:: Given entries

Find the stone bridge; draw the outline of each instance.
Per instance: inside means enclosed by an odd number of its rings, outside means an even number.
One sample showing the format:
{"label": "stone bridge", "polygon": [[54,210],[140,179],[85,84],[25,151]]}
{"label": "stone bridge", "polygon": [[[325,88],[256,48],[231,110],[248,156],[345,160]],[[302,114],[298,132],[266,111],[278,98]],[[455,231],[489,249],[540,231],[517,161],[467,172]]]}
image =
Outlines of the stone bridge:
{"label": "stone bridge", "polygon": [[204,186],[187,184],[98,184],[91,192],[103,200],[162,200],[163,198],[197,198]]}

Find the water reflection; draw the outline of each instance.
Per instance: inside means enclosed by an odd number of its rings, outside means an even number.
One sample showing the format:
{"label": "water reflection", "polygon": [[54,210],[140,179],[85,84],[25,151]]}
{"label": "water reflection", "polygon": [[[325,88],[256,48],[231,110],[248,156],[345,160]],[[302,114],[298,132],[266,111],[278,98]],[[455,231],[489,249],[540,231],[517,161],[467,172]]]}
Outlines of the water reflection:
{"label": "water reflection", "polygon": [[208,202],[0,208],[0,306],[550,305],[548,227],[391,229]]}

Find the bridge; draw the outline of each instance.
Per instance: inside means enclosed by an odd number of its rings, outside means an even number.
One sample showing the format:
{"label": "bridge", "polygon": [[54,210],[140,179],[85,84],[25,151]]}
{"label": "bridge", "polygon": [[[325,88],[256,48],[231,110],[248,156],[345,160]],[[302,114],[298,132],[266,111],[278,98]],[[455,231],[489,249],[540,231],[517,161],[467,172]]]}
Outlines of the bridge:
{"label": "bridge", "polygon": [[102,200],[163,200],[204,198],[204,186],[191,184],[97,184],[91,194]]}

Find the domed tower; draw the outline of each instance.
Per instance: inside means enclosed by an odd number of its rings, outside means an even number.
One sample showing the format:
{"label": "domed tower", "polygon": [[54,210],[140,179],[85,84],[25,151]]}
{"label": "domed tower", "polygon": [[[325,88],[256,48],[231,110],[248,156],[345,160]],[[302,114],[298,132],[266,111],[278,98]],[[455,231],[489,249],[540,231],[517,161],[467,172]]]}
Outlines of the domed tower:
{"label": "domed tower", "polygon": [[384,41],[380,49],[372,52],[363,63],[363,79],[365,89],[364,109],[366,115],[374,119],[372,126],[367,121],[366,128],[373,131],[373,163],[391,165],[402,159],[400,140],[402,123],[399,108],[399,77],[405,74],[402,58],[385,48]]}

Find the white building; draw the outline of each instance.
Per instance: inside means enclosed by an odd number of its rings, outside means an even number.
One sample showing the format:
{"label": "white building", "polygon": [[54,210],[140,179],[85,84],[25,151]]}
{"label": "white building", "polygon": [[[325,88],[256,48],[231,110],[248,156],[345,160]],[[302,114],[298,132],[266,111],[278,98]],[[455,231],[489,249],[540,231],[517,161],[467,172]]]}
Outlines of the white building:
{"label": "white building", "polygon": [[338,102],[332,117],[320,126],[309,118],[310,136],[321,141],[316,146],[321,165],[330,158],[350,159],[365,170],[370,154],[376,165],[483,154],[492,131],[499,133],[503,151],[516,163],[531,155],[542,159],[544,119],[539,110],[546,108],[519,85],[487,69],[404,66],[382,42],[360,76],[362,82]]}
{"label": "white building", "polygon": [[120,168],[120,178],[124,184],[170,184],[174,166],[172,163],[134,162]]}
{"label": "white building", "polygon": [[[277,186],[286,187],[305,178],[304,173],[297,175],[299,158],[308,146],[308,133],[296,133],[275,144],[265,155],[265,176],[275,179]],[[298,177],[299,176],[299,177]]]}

::::

* Challenge: Copy out every line of the listing above without altering a single character.

* Result for this exercise:
Find the stone bridge; draw the outline of each instance.
Per instance: inside means enclosed by an odd number of its rings, outside means an even number.
One sample showing the format:
{"label": "stone bridge", "polygon": [[54,210],[140,179],[85,84],[25,151]]}
{"label": "stone bridge", "polygon": [[[325,88],[256,48],[231,110],[248,156],[345,160]],[[302,114],[298,132],[266,111],[278,98]],[[455,231],[489,249],[540,231],[517,161],[467,172]]]}
image =
Outlines of the stone bridge:
{"label": "stone bridge", "polygon": [[204,186],[187,184],[98,184],[91,192],[103,200],[162,200],[163,198],[197,198]]}

Find the water reflection; draw the outline of each instance.
Per instance: inside means enclosed by an odd number of its rings, outside means an even number.
One sample showing the format:
{"label": "water reflection", "polygon": [[54,210],[140,179],[85,84],[25,151]]}
{"label": "water reflection", "polygon": [[[325,88],[256,48],[231,110],[248,156],[345,160]],[[302,114],[298,132],[266,111],[278,98]],[[455,231],[489,249],[540,231],[517,161],[467,172]]]}
Outlines of the water reflection:
{"label": "water reflection", "polygon": [[208,202],[0,208],[0,306],[550,305],[548,227],[391,229]]}

Find the bridge; draw the outline of each instance.
Per instance: inside means enclosed by an odd number of its rings, outside means an even number.
One sample showing the format:
{"label": "bridge", "polygon": [[54,210],[140,179],[85,84],[25,151]]}
{"label": "bridge", "polygon": [[[325,88],[256,48],[231,110],[248,156],[345,160]],[[302,114],[298,132],[266,111],[278,98]],[[455,231],[489,249],[540,231],[517,161],[467,172]]]}
Outlines of the bridge:
{"label": "bridge", "polygon": [[102,200],[163,200],[204,198],[204,186],[191,184],[97,184],[91,194]]}

Find the domed tower; draw the outline of each instance.
Per instance: inside means enclosed by an odd number of its rings, outside means an even number.
One sample showing the format:
{"label": "domed tower", "polygon": [[54,210],[140,179],[85,84],[25,151]]}
{"label": "domed tower", "polygon": [[[325,88],[256,48],[231,110],[248,156],[345,160]],[[302,114],[298,132],[266,111],[278,98]],[[455,231],[489,249],[540,231],[517,161],[467,172]]]}
Outlines of the domed tower:
{"label": "domed tower", "polygon": [[384,41],[380,49],[372,52],[363,63],[363,79],[365,89],[364,109],[366,115],[374,119],[372,126],[367,121],[366,128],[373,131],[373,163],[391,165],[402,159],[400,140],[402,123],[399,108],[399,77],[405,74],[402,58],[385,48]]}

Find the white building; draw the outline of each instance.
Per instance: inside means enclosed by an odd number of its rings, outside means an even number.
One sample showing the format:
{"label": "white building", "polygon": [[54,210],[140,179],[85,84],[25,151]]}
{"label": "white building", "polygon": [[[325,88],[256,48],[231,110],[248,156],[345,160]],[[302,114],[298,132],[266,111],[278,98]],[[455,231],[489,249],[540,231],[517,161],[467,172]]]}
Outlines of the white building:
{"label": "white building", "polygon": [[338,102],[332,117],[320,126],[309,118],[310,136],[321,141],[316,146],[321,165],[330,158],[350,159],[365,170],[370,154],[376,165],[483,154],[492,131],[499,133],[503,151],[516,163],[531,155],[542,159],[544,119],[539,110],[546,108],[519,85],[487,69],[404,66],[382,42],[360,76],[362,82]]}
{"label": "white building", "polygon": [[120,168],[120,178],[124,184],[170,184],[174,166],[172,163],[134,162]]}
{"label": "white building", "polygon": [[[277,186],[286,187],[305,178],[304,173],[297,175],[299,158],[308,146],[308,133],[296,133],[275,144],[265,155],[265,176],[275,179]],[[298,177],[299,176],[299,177]]]}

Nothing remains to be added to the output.